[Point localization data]
——
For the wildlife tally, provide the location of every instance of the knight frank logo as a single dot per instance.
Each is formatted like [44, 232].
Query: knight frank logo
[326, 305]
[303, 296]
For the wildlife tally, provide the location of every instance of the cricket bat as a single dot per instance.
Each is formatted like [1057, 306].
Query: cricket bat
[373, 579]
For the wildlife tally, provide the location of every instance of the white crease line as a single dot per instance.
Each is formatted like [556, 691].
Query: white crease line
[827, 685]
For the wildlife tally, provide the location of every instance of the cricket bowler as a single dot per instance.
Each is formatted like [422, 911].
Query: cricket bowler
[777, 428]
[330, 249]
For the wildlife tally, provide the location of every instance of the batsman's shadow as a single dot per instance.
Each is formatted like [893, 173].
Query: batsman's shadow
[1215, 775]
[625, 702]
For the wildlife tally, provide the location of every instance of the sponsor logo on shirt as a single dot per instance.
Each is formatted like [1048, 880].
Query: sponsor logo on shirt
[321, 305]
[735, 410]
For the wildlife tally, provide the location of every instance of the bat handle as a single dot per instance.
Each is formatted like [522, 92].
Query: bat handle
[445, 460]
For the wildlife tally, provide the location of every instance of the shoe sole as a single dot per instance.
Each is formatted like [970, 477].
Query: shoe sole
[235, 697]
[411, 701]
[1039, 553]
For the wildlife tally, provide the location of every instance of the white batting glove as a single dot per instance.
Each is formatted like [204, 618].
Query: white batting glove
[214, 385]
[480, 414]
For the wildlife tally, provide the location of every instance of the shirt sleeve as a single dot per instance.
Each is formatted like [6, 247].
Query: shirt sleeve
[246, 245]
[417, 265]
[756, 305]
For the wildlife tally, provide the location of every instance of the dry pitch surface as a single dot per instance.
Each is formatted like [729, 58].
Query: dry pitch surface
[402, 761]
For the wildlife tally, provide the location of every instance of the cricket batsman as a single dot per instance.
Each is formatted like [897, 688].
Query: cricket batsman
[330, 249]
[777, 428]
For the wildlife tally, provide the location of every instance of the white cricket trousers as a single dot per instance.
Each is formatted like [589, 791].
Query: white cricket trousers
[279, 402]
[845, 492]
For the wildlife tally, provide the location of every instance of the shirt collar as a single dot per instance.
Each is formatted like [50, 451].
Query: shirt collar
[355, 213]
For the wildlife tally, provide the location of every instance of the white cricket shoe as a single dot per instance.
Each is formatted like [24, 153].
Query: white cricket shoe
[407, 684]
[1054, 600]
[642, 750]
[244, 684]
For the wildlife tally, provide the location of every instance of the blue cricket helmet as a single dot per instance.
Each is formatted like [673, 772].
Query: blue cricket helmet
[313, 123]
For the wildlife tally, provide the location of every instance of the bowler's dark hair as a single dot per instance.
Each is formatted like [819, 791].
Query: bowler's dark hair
——
- _PROBLEM TO WORK ON_:
The expected output is every line of the records in which the string "hair" appears.

- _ANSWER SPACE_:
For the wildlife tally, provide the location of every instance of the bowler's dark hair as a single dot per instance.
Query: bowler's dark hair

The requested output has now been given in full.